§ Challenge:
Pull out every line of the data below that contains the string "type". Case counts.

● ● ● ●

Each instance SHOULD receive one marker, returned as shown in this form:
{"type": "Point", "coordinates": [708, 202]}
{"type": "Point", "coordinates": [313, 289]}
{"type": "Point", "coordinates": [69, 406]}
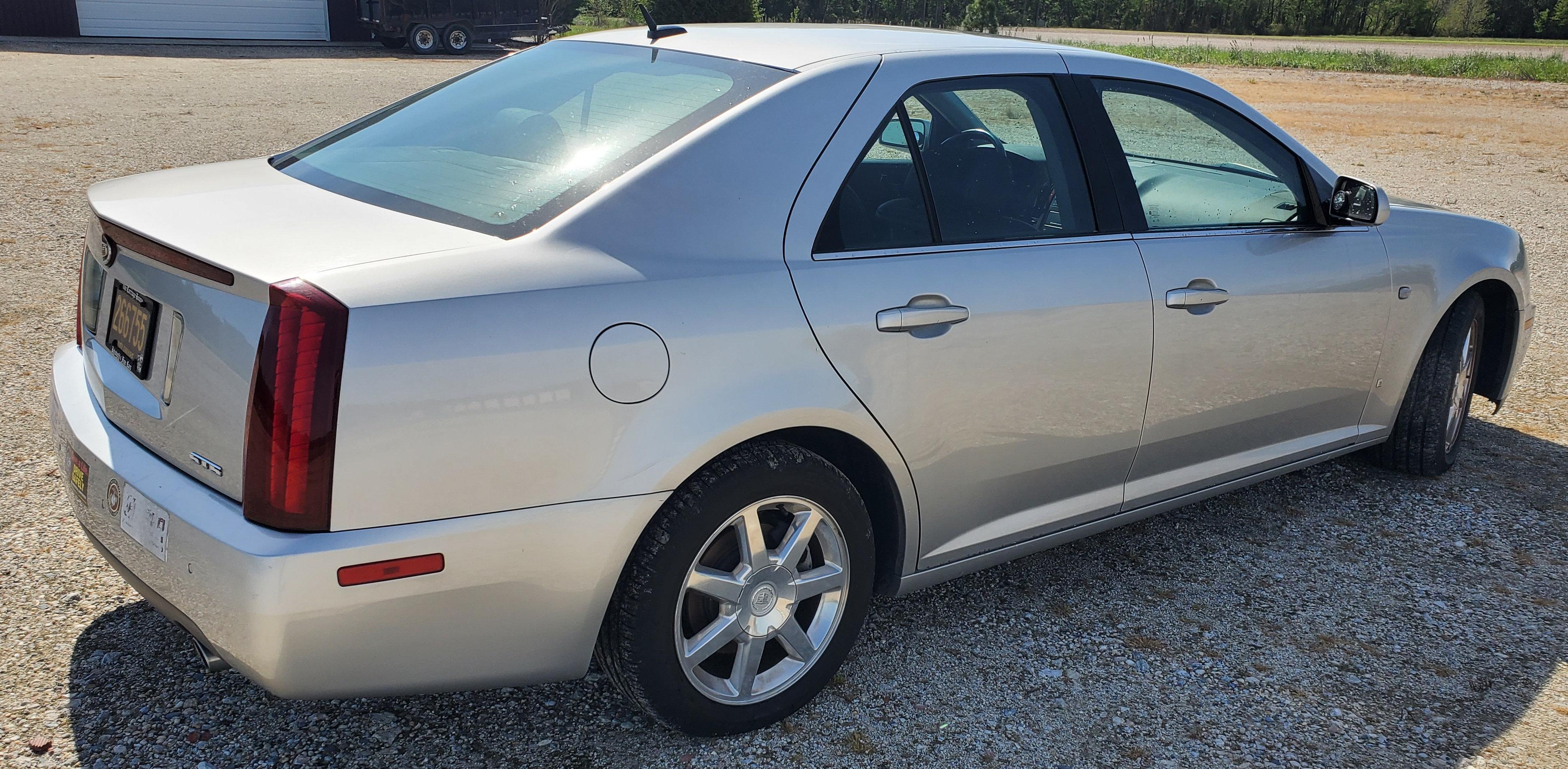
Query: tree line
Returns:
{"type": "Point", "coordinates": [1413, 18]}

● ● ● ●

§ Response below:
{"type": "Point", "coordinates": [708, 202]}
{"type": "Point", "coordinates": [313, 289]}
{"type": "Point", "coordinates": [69, 406]}
{"type": "Point", "coordinates": [1413, 18]}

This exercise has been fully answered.